The whole listing is to be printed again exactly.

++++ Material shown ++++

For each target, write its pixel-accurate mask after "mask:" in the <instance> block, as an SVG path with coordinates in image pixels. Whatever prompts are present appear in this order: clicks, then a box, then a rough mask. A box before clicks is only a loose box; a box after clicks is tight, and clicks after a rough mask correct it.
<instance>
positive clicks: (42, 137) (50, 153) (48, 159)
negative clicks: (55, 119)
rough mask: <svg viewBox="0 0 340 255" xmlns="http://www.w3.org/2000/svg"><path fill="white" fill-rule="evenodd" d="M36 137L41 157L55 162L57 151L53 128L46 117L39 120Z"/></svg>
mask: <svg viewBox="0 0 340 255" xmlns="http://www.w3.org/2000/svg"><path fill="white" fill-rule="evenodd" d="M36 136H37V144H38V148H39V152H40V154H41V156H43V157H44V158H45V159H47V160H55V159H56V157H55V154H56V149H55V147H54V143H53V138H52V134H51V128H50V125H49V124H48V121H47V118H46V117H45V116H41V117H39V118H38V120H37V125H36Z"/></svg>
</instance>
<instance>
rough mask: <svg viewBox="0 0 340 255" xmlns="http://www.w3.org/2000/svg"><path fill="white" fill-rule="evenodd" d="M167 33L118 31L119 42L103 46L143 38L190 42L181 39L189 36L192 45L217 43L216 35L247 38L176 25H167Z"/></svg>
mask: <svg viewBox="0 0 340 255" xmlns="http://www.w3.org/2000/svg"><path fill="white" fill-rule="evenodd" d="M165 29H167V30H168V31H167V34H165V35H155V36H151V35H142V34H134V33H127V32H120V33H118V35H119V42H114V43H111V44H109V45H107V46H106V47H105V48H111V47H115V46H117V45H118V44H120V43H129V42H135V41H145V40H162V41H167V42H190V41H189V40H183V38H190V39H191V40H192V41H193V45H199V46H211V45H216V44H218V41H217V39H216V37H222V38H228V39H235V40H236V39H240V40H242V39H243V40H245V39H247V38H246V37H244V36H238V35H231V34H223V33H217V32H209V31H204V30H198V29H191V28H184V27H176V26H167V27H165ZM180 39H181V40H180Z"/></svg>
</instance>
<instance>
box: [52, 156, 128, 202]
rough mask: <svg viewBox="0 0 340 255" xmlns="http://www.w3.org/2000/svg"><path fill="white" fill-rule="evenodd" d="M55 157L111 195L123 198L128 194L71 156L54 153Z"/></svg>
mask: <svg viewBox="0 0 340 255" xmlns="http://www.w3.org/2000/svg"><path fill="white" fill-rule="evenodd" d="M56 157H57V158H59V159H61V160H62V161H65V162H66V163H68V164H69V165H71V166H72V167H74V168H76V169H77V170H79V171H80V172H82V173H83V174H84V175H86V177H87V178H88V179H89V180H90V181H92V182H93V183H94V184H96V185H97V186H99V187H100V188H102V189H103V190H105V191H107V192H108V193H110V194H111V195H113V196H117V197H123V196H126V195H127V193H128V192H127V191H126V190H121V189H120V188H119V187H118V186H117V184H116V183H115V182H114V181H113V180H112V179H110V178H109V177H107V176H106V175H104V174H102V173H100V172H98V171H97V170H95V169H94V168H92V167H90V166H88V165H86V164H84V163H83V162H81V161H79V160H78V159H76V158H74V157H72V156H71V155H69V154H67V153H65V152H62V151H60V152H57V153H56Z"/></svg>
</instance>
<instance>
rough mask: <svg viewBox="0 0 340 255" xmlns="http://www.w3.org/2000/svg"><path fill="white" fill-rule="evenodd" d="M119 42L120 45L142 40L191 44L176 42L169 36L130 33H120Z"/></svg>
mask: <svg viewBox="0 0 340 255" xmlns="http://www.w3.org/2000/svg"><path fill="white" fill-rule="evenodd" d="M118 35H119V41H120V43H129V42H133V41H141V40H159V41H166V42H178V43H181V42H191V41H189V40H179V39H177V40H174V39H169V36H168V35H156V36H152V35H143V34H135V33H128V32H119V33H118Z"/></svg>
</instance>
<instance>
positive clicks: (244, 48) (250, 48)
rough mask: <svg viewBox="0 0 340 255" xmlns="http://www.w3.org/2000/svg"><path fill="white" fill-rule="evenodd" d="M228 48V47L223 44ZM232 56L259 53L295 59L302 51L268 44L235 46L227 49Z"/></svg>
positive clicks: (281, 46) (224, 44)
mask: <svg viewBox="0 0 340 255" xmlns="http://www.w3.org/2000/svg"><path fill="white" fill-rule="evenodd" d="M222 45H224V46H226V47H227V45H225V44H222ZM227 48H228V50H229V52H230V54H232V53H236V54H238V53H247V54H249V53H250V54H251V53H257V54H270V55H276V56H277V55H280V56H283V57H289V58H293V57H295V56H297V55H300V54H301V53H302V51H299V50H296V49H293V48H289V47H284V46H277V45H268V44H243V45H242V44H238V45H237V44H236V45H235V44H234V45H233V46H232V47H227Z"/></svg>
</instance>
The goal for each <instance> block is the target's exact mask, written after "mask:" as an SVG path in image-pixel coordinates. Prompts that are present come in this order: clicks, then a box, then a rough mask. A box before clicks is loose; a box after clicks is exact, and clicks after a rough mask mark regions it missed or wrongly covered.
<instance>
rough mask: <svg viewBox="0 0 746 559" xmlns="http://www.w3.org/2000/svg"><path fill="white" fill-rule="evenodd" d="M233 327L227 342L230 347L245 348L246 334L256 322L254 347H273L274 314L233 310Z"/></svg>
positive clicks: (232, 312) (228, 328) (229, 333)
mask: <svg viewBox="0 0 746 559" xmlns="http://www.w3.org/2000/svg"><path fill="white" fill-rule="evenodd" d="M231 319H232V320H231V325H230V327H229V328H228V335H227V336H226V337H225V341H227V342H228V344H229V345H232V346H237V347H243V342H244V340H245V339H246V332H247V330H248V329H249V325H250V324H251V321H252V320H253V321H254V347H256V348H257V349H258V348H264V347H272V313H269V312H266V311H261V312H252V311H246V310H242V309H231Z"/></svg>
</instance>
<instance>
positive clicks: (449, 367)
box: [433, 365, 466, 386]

++++

▶ **Answer box**
For each target, write its pixel-accurate mask after "mask:" in the <instance> block, as an SVG path with coordinates in image pixels. Whatever prompts are present appear in this order: clicks, then a box, then a rough mask. A box before clicks is only a loose box; a box after clicks is tight, and clicks after a rough mask correct it.
<instance>
positive clicks: (42, 137) (50, 153) (48, 159)
negative clicks: (55, 119)
rough mask: <svg viewBox="0 0 340 255" xmlns="http://www.w3.org/2000/svg"><path fill="white" fill-rule="evenodd" d="M36 137L41 157L55 162L57 151L53 128L46 117L39 120Z"/></svg>
mask: <svg viewBox="0 0 340 255" xmlns="http://www.w3.org/2000/svg"><path fill="white" fill-rule="evenodd" d="M36 136H37V144H38V148H39V152H40V154H41V156H43V157H44V158H45V159H47V160H55V159H56V157H55V154H56V149H55V147H54V143H53V138H52V134H51V128H50V125H49V124H48V121H47V118H46V117H45V116H41V117H39V118H38V120H37V125H36Z"/></svg>
</instance>
<instance>
rough mask: <svg viewBox="0 0 340 255" xmlns="http://www.w3.org/2000/svg"><path fill="white" fill-rule="evenodd" d="M167 33L118 31L119 42L103 46L143 38L190 42L181 39L189 36L192 45L217 43L216 35L247 38L176 25H167Z"/></svg>
mask: <svg viewBox="0 0 340 255" xmlns="http://www.w3.org/2000/svg"><path fill="white" fill-rule="evenodd" d="M165 29H167V30H168V31H167V34H165V35H155V36H151V35H142V34H134V33H127V32H120V33H118V35H119V42H114V43H111V44H109V45H107V46H106V47H105V48H111V47H115V46H117V45H118V44H120V43H129V42H135V41H145V40H162V41H167V42H190V41H189V40H183V38H190V39H191V40H192V41H193V45H199V46H211V45H216V44H218V41H217V39H216V37H222V38H228V39H235V40H236V39H240V40H242V39H243V40H245V39H247V38H246V37H244V36H238V35H231V34H223V33H217V32H209V31H204V30H198V29H191V28H184V27H176V26H167V27H165ZM180 39H181V40H180Z"/></svg>
</instance>
<instance>
box: [52, 156, 128, 202]
rough mask: <svg viewBox="0 0 340 255" xmlns="http://www.w3.org/2000/svg"><path fill="white" fill-rule="evenodd" d="M55 157L111 195L123 198L128 194L71 156L54 153Z"/></svg>
mask: <svg viewBox="0 0 340 255" xmlns="http://www.w3.org/2000/svg"><path fill="white" fill-rule="evenodd" d="M56 157H57V158H59V159H61V160H62V161H65V162H66V163H68V164H69V165H71V166H72V167H74V168H76V169H77V170H79V171H80V172H82V173H83V174H84V175H86V177H87V178H88V179H89V180H90V181H92V182H93V183H94V184H96V185H97V186H99V187H100V188H102V189H103V190H105V191H107V192H108V193H110V194H111V195H113V196H117V197H123V196H126V195H127V193H128V192H127V191H126V190H121V189H120V188H119V187H118V186H117V184H116V183H115V182H114V181H113V180H112V179H110V178H109V177H107V176H106V175H104V174H102V173H100V172H98V171H97V170H95V169H94V168H92V167H90V166H88V165H86V164H84V163H83V162H81V161H79V160H78V159H76V158H74V157H72V156H71V155H69V154H67V153H65V152H62V151H60V152H57V153H56Z"/></svg>
</instance>
<instance>
rough mask: <svg viewBox="0 0 340 255" xmlns="http://www.w3.org/2000/svg"><path fill="white" fill-rule="evenodd" d="M119 42L120 45L142 40L191 44L176 42L169 36L130 33H120Z"/></svg>
mask: <svg viewBox="0 0 340 255" xmlns="http://www.w3.org/2000/svg"><path fill="white" fill-rule="evenodd" d="M118 35H119V41H120V43H129V42H133V41H141V40H159V41H166V42H178V43H181V42H191V41H189V40H179V39H177V40H174V39H169V36H168V35H156V36H152V35H143V34H135V33H128V32H119V33H118Z"/></svg>
</instance>
<instance>
positive clicks: (244, 48) (250, 48)
rough mask: <svg viewBox="0 0 340 255" xmlns="http://www.w3.org/2000/svg"><path fill="white" fill-rule="evenodd" d="M228 48V47L223 44ZM232 56L259 53L295 59L302 51L268 44L235 46L227 49Z"/></svg>
positive clicks: (281, 46) (224, 44)
mask: <svg viewBox="0 0 340 255" xmlns="http://www.w3.org/2000/svg"><path fill="white" fill-rule="evenodd" d="M222 45H224V46H226V47H227V45H225V44H222ZM227 48H228V50H229V52H230V54H232V53H236V54H238V53H247V54H249V53H250V54H251V53H257V54H270V55H276V56H277V55H280V56H283V57H289V58H293V57H295V56H297V55H300V54H301V53H302V51H299V50H296V49H293V48H289V47H284V46H277V45H268V44H243V45H242V44H238V45H237V44H236V45H235V44H234V45H233V46H232V47H227Z"/></svg>
</instance>
The goal for each <instance> block is the target's exact mask, written after "mask:" as an SVG path in image-pixel coordinates. Prompts that are present come in this order: clicks, then a box, then a rough mask. A box before clicks is loose; a box after clicks is exact, and clicks after a rough mask mark regions it missed or wrongly covered.
<instance>
rough mask: <svg viewBox="0 0 746 559" xmlns="http://www.w3.org/2000/svg"><path fill="white" fill-rule="evenodd" d="M233 327L227 342L230 347L245 348L246 334L256 322L254 347H273L274 314L233 310Z"/></svg>
positive clicks: (232, 312) (228, 328) (229, 333)
mask: <svg viewBox="0 0 746 559" xmlns="http://www.w3.org/2000/svg"><path fill="white" fill-rule="evenodd" d="M231 319H232V320H231V325H230V327H229V328H228V335H227V336H226V337H225V341H227V342H228V344H229V345H232V346H237V347H243V342H244V340H245V339H246V332H247V330H248V329H249V325H250V324H251V321H252V320H253V321H254V347H256V348H257V349H258V348H264V347H272V313H269V312H266V311H261V312H252V311H246V310H242V309H231Z"/></svg>
</instance>
<instance>
positive clicks: (449, 367)
box: [433, 365, 466, 386]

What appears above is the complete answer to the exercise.